[Stored entries]
□ □ □ □

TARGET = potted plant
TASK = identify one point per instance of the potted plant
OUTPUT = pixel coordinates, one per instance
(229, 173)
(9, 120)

□ □ □ □

[Stated problem] Recast the lines above as a JSON list of strings, with one string for each line and blank lines omitted.

[Correct result]
[
  "TARGET = potted plant",
  "TASK = identify one point per instance of the potted plant",
  "OUTPUT = pixel coordinates, one per instance",
  "(229, 173)",
  "(9, 120)"
]